> Activity: Your response should reproduce every line of the entries that contains the word "hand".

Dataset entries
═══
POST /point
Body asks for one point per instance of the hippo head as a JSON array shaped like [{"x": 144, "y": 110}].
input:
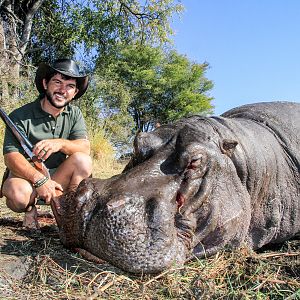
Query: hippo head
[{"x": 169, "y": 204}]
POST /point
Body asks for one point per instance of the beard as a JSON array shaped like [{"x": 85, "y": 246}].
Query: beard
[{"x": 52, "y": 102}]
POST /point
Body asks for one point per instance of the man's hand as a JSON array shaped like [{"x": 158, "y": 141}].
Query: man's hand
═══
> The answer:
Body asks for one point per instance of the man's hand as a JSON array shaped like [{"x": 158, "y": 141}].
Query: man's hand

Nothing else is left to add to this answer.